Given exercise: Reproduce, word for word, the lines from the one containing "segment(query) marks the" through the one containing "the even-odd rule", inclusive.

Records for this exercise:
_ _ _ _ _

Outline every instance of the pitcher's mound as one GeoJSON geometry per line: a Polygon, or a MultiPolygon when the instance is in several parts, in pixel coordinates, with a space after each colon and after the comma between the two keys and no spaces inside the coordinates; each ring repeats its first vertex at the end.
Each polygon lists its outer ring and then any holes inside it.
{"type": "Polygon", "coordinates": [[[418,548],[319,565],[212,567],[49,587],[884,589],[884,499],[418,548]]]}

_ _ _ _ _

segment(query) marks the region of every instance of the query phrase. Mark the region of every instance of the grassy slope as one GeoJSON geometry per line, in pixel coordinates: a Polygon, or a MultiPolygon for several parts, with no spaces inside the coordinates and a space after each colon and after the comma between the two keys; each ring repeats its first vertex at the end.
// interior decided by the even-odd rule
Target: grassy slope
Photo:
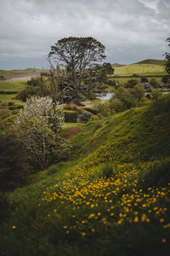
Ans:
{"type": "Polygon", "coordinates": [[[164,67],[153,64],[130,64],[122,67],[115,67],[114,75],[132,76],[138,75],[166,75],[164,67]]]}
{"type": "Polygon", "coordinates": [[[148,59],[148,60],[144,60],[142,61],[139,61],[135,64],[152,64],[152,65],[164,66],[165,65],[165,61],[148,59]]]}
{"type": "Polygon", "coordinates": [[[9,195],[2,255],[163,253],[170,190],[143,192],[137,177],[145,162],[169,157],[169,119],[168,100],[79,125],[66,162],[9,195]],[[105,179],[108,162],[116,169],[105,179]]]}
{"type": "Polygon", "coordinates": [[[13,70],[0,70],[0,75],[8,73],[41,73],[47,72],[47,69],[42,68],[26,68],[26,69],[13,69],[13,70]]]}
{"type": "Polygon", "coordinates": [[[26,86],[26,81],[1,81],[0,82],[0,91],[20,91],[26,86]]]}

_ _ _ _ _

Answer to the task:
segment(query) marks the region of every instance of the query phrase. Mark the region of every instance of the grassy slope as one GeoJSON geometry per line, in pixel coordinates: a Polygon, or a MultiPolygon for several parts, with no spaces inside the coordinates and a space after each colon and after the comma between the two keys; each ring repeats its first vertex at the end.
// interior decided by the even-odd rule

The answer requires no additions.